• **Work item**
Please give again, word for word, the lines that lie between the start of the listing below and the line with "POINT: one per instance on the standing man", both included.

•••

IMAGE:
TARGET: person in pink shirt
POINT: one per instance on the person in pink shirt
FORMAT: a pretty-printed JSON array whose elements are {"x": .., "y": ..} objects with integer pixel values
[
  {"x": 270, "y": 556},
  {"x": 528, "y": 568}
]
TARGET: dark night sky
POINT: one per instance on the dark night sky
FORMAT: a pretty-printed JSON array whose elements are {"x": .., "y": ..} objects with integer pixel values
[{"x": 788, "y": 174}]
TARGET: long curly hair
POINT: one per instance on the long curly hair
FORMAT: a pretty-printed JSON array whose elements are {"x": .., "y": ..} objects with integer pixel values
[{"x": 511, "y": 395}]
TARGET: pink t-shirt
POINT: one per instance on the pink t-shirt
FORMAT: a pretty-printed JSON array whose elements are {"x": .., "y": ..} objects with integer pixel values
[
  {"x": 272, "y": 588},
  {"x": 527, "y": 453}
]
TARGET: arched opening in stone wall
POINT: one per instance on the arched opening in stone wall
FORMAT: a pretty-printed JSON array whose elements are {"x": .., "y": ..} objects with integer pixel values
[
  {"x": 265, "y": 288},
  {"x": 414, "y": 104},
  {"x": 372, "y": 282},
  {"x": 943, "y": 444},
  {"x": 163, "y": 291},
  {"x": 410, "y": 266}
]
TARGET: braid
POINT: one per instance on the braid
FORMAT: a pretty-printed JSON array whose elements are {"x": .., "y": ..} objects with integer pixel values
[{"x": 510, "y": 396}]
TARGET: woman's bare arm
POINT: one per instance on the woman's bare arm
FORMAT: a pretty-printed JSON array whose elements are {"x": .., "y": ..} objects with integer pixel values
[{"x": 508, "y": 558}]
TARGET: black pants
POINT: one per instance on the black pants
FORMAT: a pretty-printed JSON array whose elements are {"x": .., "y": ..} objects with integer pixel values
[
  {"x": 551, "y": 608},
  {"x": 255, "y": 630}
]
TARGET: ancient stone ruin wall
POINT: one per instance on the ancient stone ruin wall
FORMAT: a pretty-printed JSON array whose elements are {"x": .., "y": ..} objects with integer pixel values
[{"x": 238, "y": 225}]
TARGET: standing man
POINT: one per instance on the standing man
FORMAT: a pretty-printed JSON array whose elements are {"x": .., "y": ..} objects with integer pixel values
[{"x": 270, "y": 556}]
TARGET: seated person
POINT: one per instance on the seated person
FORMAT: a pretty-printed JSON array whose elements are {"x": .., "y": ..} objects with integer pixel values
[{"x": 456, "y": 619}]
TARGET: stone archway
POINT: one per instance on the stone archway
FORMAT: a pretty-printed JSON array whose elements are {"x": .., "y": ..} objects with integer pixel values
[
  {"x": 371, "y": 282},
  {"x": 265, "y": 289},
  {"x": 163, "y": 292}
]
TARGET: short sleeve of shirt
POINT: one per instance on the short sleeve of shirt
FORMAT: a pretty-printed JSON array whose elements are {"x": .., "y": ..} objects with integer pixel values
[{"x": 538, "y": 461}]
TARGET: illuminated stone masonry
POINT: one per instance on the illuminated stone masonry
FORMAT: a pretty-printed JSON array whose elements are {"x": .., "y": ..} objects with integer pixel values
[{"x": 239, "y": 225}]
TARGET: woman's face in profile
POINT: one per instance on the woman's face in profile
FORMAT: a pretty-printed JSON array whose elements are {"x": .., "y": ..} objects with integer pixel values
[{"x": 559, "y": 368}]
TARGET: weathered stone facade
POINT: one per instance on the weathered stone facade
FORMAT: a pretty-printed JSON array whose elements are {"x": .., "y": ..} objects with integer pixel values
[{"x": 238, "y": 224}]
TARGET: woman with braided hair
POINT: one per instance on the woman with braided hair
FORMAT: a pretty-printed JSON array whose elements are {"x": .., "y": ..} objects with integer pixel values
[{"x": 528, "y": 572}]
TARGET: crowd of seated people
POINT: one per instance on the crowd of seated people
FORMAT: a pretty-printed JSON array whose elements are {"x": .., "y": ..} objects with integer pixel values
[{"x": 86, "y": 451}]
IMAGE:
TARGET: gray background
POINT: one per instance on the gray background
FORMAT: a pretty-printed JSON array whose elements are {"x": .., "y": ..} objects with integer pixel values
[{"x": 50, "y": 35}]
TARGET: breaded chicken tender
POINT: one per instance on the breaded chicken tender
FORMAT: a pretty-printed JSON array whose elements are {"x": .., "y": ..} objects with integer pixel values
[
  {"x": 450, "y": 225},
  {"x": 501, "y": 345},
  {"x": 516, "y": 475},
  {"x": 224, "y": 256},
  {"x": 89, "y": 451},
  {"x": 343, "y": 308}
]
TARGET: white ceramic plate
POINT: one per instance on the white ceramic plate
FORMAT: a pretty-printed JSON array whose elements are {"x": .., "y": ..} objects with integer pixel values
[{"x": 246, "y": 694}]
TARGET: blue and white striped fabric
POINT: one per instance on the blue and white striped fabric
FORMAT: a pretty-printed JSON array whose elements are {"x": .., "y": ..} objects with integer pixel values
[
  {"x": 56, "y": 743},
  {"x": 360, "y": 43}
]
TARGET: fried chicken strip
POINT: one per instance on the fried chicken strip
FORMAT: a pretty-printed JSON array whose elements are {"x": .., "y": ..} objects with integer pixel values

•••

• **Exercise result**
IMAGE:
TARGET: person in pink shirt
POINT: one per instance on the person in pink shirt
FORMAT: a pretty-printed JSON array whose elements are {"x": .., "y": ..} objects with integer pixel values
[
  {"x": 270, "y": 556},
  {"x": 528, "y": 568}
]
TARGET: dark night sky
POINT: one per instance on the dark night sky
FORMAT: a pretty-printed JSON array whose elements are {"x": .., "y": ..} objects with integer pixel values
[{"x": 788, "y": 174}]
TARGET: long curly hair
POINT: one per instance on the long curly hair
FORMAT: a pretty-printed JSON array whose elements are {"x": .., "y": ..} objects with integer pixel values
[{"x": 511, "y": 395}]
TARGET: pink t-shirt
POINT: one per instance on the pink t-shirt
FORMAT: a pretty-printed JSON array whose elements are {"x": .., "y": ..} objects with integer pixel values
[
  {"x": 272, "y": 588},
  {"x": 527, "y": 453}
]
TARGET: arched opening in stone wall
POINT: one per instance on the arched opening in stone wall
FORMAT: a pretty-printed JSON array whose elements are {"x": .., "y": ..} objects with integer pixel values
[
  {"x": 265, "y": 288},
  {"x": 414, "y": 104},
  {"x": 372, "y": 282},
  {"x": 943, "y": 444},
  {"x": 163, "y": 291},
  {"x": 410, "y": 266}
]
TARGET: braid
POINT: one per instance on the braid
FORMAT: a pretty-printed JSON array whose elements are {"x": .., "y": ..} objects with integer pixel values
[{"x": 510, "y": 396}]
TARGET: woman's bare arm
POINT: one per instance on the woman's bare arm
FORMAT: a pretty-printed JSON array whose elements are {"x": .., "y": ..} objects with integer pixel values
[{"x": 508, "y": 558}]
TARGET: black pants
POINT: one per instance on the black pants
FORMAT: a pretty-printed JSON array whose elements are {"x": .., "y": ..} objects with integer pixel values
[
  {"x": 551, "y": 608},
  {"x": 255, "y": 630}
]
TARGET: ancient stone ruin wall
POINT: one per instance on the ancient stone ruin wall
FORMAT: a pretty-printed JSON array whose elements are {"x": .., "y": ..} objects with integer pixel values
[{"x": 238, "y": 225}]
TARGET: standing man
POINT: one per instance on the standing man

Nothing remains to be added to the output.